**REQUIRED TASK 1**. In the article on the stock exchange, which university employs Budi Frensidy as a professor?

**PROVIDED TEXT**.
.....
TEMPO.CO, Jakarta - An Indonesian capital market expert has warned of conflict-of-interest risks if the Finance Ministry, Bank Indonesia (BI), and sovereign wealth fund Danantara become shareholders of the Indonesia Stock Exchange (IDX).
Budi Frensidy, a professor at the University of Indonesia and a capital market observer, said the involvement of the three state institutions is conceptually possible but would require strict safeguards.
"The potential for conflicts of interest does exist, particularly because the Finance Ministry manages fiscal policy and government bond issuance, Bank Indonesia oversees monetary stability and financial markets, while Danantara acts as a state investor," Budi told ANTARA on Tuesday.
According to Budi, the IDX serves as a key market infrastructure institution that must remain neutral, independent, and trusted by all market participants.
Potential Benefits and Risks
Budi said state participation could strengthen capital support, accelerate market infrastructure development, and provide long-term strategic direction. However, it could also create perceptions that fiscal, monetary, or state investment interests may influence the stock exchange.
For that reason, he argued that any ownership by the Finance Ministry, BI, or Danantara should be strategic but limited, preventing the institutions from dominating the IDX's operational decision-making.
"There must be a clear separation between the roles of shareholders, regulators, market supervisors, and investors," he said.
.....
**REQUIRED TASK 2**. Return every line of the listing that contains the string "road", treating case as significant.
.....
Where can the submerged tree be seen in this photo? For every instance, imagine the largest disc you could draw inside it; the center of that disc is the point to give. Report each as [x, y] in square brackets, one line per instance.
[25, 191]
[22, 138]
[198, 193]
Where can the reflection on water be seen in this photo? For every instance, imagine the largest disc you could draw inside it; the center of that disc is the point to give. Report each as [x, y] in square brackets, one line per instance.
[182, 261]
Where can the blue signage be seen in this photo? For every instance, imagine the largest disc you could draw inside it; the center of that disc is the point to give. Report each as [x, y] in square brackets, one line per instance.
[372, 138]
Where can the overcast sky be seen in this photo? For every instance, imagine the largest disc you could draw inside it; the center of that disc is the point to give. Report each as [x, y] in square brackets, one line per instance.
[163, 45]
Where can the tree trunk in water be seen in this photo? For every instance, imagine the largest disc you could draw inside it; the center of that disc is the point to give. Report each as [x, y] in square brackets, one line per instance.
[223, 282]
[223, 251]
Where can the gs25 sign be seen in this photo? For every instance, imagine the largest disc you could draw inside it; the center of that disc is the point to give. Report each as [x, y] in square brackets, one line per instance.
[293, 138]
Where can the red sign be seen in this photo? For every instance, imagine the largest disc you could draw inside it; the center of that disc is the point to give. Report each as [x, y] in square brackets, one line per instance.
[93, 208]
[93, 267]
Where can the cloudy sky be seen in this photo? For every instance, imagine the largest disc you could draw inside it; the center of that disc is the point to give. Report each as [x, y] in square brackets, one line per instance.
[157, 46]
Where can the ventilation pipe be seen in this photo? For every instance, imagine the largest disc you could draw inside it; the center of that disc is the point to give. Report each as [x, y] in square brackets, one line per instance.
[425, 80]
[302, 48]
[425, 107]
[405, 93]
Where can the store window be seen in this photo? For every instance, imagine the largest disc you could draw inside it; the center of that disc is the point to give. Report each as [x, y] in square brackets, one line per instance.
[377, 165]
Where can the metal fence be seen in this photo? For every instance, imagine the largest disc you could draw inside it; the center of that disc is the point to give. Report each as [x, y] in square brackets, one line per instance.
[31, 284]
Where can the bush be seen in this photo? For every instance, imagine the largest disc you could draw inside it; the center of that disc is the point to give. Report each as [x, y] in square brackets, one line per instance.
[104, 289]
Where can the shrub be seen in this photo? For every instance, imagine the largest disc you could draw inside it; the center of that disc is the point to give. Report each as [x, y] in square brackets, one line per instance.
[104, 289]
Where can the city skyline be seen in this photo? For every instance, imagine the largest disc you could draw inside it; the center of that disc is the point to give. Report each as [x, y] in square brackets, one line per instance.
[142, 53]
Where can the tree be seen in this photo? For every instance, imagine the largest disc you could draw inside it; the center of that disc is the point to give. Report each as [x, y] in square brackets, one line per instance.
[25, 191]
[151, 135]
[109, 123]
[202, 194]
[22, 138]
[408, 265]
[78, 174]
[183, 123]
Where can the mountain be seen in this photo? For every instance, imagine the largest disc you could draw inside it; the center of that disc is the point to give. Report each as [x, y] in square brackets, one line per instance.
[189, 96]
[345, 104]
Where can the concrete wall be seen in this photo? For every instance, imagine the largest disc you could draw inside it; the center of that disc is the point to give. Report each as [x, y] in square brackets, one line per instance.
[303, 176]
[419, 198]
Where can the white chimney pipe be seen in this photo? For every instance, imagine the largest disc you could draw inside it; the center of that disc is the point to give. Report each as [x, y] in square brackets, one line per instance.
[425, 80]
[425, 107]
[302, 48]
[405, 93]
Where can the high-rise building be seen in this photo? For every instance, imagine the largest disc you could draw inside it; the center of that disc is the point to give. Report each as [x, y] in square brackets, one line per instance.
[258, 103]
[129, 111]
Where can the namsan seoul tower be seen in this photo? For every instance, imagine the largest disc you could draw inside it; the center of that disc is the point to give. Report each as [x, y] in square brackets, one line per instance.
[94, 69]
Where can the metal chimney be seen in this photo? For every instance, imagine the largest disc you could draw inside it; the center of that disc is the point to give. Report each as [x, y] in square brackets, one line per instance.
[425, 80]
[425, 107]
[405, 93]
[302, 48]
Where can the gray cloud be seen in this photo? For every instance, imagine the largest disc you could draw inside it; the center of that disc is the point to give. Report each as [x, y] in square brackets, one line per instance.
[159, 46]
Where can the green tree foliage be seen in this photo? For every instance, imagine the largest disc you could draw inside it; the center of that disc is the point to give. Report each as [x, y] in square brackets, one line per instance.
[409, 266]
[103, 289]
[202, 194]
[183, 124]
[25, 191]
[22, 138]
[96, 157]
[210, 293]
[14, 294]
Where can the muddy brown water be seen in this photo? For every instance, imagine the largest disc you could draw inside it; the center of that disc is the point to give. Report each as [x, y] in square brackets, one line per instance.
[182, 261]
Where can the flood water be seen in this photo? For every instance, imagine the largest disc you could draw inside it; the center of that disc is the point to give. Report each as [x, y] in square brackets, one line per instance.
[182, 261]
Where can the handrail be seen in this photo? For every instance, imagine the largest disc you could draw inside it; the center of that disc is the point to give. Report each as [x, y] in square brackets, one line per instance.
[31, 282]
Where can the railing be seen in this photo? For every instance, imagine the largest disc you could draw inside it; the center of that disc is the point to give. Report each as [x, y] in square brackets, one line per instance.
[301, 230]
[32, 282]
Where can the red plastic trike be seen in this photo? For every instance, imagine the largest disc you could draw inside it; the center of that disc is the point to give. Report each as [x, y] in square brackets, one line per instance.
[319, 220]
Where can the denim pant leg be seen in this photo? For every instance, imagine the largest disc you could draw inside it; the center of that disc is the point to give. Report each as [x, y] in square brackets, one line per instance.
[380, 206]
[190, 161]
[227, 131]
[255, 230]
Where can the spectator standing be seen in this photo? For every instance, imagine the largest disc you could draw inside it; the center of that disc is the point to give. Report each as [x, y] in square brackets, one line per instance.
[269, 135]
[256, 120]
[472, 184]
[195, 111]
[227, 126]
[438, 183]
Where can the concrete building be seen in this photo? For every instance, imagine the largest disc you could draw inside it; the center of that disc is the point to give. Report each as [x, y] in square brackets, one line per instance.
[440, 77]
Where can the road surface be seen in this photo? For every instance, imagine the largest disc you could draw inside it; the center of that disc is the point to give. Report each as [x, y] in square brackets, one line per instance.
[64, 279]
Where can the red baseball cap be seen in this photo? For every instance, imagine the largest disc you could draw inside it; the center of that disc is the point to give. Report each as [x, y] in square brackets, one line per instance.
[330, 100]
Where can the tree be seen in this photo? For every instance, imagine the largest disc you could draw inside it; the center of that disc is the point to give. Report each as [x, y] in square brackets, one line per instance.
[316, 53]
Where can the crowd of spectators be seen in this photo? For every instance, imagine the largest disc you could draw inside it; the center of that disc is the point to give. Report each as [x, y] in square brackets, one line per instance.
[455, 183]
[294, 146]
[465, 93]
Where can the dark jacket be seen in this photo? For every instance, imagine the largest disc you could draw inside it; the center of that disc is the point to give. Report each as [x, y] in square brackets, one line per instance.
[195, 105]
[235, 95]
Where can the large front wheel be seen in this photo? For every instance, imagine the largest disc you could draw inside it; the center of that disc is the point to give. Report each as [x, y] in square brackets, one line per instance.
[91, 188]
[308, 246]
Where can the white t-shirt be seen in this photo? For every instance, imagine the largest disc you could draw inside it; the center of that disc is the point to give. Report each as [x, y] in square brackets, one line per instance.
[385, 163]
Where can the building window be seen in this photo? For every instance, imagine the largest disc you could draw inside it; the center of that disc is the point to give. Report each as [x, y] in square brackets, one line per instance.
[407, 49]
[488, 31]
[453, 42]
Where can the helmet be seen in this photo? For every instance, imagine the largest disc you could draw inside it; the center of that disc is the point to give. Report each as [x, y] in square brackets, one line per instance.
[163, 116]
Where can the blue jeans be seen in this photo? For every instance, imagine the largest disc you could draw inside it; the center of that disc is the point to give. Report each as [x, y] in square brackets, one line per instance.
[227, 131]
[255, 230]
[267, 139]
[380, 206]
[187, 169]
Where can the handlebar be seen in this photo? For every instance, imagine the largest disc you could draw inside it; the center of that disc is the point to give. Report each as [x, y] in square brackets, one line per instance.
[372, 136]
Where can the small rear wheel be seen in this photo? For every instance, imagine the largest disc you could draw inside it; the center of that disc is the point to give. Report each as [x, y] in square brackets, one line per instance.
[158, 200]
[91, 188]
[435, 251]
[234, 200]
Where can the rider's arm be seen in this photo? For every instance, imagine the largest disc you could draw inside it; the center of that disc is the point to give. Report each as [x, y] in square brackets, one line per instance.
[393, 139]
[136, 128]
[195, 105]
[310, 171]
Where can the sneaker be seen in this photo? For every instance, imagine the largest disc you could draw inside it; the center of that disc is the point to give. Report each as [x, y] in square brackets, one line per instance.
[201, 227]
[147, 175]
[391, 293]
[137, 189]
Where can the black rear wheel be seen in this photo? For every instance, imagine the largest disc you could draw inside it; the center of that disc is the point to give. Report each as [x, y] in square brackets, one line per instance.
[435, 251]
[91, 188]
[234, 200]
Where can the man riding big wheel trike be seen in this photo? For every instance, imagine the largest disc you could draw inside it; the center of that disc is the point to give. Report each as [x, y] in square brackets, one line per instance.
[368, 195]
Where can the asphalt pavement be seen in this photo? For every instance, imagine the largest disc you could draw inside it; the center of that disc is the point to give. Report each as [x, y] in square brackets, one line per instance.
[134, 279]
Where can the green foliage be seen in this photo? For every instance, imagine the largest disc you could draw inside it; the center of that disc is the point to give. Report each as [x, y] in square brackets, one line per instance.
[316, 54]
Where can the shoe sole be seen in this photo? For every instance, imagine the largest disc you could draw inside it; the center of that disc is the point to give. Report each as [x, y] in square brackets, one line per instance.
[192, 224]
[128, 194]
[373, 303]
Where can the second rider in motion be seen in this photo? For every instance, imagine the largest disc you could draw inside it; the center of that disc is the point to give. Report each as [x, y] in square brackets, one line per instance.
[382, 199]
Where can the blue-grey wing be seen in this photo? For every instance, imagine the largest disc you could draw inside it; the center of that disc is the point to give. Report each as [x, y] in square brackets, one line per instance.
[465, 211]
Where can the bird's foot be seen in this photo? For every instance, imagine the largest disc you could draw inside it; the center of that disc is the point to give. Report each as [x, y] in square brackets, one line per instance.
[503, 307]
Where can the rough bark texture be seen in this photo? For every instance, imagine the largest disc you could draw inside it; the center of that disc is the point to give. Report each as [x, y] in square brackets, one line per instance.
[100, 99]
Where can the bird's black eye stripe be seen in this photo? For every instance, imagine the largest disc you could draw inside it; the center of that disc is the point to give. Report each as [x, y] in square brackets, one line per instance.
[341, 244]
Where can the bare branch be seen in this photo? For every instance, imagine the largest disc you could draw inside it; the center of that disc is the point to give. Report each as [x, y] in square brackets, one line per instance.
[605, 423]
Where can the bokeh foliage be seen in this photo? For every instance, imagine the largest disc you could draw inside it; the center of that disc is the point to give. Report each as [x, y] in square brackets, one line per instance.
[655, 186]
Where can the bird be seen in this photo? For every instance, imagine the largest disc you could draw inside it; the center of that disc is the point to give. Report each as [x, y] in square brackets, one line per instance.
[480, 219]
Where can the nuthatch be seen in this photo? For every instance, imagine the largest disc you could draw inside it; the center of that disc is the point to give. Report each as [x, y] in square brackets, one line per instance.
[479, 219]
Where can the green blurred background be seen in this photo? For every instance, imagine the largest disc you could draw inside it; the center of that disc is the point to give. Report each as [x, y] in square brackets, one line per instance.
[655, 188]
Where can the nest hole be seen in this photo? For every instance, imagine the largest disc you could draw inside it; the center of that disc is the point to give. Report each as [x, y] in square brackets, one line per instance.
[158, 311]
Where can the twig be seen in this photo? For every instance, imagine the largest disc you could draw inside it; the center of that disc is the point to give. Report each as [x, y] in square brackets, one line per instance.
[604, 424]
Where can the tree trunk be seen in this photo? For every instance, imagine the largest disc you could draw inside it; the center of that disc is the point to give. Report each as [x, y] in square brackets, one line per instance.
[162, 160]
.....
**WORKED ANSWER 1**. The University of Indonesia.

**WORKED ANSWER 2**.
Where can the road surface be seen in this photo? For every instance, imagine the largest disc you could draw inside it; the center of that disc is the point to give. Report each as [x, y] in square brackets, one line per instance.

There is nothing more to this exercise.